** Opening Listed entries block **

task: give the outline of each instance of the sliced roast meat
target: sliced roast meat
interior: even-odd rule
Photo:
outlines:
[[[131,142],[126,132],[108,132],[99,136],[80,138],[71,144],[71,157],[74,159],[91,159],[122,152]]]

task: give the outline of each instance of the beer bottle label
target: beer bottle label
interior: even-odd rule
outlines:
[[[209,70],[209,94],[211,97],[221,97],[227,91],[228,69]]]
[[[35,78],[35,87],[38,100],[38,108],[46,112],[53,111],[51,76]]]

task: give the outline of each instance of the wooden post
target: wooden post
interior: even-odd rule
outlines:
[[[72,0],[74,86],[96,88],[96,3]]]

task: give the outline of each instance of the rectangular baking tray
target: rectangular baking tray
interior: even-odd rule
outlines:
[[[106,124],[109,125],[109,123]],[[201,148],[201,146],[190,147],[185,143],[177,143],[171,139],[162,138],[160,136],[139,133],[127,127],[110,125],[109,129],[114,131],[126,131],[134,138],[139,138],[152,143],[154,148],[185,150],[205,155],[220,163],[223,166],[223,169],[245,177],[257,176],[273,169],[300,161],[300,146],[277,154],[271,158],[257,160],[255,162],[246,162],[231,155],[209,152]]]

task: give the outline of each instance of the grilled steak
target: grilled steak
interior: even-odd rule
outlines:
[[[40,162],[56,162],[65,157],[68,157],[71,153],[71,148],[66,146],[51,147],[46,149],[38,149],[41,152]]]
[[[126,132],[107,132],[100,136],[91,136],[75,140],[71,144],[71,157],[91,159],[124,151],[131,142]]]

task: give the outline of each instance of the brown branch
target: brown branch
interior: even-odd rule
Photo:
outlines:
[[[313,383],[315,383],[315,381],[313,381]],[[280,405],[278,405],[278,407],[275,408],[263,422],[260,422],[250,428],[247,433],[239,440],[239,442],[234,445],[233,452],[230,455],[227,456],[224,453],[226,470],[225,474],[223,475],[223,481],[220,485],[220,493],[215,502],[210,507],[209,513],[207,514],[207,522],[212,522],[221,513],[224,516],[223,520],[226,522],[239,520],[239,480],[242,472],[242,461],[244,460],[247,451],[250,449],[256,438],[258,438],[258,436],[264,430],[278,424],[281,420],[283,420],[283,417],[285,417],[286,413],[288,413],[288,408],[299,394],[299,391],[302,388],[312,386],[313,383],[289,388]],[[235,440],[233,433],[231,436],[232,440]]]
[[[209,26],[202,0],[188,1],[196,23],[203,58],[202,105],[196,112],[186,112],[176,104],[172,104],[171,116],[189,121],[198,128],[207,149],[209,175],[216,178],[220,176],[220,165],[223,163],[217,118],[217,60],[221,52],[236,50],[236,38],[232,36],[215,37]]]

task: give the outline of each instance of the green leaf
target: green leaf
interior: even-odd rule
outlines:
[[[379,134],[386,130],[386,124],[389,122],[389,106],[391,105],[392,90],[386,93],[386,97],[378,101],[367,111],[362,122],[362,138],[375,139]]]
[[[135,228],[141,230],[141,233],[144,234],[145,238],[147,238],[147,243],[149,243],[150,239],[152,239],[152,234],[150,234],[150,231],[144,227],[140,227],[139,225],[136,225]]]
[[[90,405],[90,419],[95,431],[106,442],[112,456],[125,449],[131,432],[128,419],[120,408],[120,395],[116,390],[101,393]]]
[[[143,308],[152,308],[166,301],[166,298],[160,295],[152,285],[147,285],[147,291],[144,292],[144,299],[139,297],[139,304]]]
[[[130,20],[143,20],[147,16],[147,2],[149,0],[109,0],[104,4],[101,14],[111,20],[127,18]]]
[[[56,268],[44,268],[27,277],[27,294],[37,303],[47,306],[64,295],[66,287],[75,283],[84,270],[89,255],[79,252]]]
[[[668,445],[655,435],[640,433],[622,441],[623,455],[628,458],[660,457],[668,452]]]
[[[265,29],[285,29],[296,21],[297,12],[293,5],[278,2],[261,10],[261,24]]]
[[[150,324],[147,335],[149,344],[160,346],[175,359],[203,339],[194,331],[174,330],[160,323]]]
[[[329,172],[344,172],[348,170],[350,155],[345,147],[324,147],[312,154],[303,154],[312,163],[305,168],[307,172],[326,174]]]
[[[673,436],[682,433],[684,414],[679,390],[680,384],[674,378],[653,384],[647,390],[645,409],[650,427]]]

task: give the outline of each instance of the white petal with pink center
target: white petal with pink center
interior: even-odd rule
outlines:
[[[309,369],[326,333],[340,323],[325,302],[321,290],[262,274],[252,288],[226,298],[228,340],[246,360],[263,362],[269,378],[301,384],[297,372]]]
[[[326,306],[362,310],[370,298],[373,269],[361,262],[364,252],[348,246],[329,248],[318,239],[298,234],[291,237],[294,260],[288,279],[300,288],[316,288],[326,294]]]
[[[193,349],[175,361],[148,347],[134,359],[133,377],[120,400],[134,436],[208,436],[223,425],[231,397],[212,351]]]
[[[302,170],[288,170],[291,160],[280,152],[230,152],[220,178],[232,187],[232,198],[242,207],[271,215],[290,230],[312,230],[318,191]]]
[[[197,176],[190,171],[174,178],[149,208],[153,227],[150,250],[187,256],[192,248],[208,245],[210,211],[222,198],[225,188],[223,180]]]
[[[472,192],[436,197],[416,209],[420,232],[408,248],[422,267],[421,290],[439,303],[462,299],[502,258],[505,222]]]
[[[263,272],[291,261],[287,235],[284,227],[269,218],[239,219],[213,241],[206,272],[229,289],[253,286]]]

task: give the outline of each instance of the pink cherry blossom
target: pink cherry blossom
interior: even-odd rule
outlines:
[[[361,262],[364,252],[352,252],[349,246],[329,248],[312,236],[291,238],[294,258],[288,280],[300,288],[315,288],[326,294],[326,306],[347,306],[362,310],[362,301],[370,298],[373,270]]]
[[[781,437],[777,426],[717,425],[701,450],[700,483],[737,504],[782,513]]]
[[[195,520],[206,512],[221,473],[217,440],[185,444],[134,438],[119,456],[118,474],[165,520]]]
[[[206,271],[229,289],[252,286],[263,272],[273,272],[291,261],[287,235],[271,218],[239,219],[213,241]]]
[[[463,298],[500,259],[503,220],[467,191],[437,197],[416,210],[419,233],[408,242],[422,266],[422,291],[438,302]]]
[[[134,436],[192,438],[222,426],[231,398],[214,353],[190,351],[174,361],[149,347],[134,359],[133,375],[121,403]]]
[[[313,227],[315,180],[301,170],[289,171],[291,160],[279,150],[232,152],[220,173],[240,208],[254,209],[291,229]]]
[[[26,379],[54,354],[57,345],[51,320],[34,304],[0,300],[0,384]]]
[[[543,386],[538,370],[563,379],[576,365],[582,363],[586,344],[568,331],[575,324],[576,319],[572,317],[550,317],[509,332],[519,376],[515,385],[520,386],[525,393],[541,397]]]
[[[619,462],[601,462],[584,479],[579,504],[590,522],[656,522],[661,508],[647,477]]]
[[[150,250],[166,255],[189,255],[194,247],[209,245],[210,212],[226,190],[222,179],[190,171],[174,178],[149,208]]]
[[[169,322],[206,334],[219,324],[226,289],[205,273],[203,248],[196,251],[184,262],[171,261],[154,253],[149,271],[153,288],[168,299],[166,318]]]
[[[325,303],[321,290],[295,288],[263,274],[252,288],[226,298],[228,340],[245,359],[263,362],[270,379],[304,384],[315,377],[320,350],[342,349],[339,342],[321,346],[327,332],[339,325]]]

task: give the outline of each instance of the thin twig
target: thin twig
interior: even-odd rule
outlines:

** Closing Listed entries block **

About this task
Make an exact copy of each line, beginning at the one containing "task: give the outline of each instance of the thin" and ending with the last line of the data, and of no other line.

Result of this exercise
task: give the outline of each instance of the thin twig
target: thin twig
interior: even-odd rule
outlines:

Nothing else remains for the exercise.